What this task involves: Select every line of the entries below that contains the string "negative", copying each one in full. Matching is case-sensitive.
Records provided section start
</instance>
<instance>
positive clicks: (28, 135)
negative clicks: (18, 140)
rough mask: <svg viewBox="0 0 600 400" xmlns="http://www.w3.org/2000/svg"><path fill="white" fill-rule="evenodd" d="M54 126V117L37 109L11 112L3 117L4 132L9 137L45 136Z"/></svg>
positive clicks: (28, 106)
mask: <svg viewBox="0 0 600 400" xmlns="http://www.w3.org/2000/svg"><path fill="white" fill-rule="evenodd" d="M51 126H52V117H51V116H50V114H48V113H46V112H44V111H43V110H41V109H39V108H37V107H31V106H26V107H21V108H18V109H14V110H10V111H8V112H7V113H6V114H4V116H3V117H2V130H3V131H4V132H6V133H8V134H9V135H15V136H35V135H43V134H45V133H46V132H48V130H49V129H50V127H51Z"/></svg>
Records provided section end
Records provided section start
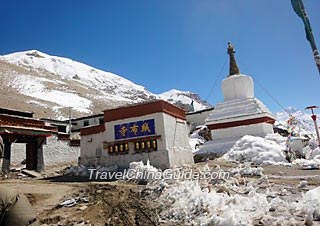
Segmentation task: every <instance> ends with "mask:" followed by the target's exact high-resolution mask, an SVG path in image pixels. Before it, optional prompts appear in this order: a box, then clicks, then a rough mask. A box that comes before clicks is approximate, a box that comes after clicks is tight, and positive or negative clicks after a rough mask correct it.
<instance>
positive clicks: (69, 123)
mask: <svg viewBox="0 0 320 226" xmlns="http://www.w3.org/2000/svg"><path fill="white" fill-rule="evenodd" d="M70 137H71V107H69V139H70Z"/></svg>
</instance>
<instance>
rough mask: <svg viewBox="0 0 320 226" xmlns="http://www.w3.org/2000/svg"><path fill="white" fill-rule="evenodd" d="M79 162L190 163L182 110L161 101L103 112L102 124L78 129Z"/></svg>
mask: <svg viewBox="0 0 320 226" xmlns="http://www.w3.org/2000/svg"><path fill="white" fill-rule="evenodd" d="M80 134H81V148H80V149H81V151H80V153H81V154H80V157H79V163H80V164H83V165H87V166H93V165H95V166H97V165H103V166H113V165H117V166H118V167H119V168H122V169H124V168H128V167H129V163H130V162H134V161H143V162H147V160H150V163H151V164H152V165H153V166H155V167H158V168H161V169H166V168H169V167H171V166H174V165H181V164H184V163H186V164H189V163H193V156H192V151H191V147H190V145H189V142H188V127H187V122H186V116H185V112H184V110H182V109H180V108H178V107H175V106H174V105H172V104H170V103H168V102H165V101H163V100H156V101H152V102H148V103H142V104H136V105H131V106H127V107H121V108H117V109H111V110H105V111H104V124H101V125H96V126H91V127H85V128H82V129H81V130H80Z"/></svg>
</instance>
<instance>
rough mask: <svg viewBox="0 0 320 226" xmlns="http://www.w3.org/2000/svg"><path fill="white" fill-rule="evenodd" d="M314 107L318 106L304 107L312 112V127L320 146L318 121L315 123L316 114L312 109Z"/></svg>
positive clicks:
Records provided section end
Records provided section start
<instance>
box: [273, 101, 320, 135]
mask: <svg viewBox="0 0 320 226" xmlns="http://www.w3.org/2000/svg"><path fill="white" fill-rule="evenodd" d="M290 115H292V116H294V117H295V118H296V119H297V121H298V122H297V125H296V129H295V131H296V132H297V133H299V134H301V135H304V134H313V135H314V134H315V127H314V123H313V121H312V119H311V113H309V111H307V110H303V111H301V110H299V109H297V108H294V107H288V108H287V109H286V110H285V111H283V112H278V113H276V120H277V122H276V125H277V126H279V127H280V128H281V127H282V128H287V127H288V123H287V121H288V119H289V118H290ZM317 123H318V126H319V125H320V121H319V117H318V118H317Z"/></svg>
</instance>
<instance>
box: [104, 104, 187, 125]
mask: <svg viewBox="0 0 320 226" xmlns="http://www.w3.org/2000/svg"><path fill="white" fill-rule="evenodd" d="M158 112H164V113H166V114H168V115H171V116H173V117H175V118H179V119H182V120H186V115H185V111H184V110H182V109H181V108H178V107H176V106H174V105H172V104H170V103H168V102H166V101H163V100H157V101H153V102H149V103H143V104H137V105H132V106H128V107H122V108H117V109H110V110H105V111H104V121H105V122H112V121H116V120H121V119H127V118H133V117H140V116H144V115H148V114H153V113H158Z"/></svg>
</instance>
Records provided section end
Exercise output:
negative clicks: (18, 140)
Segmentation task: every <instance> ends with "mask:" followed by the target's exact high-resolution mask, an SVG path in image pixels. Before it, optional prompts appear in this order: a box, then clicks, then a rough mask. A box that comes before clicks is approximate, a box that comes after clicks is tight, and positive or negative clicks after a rough mask correct it.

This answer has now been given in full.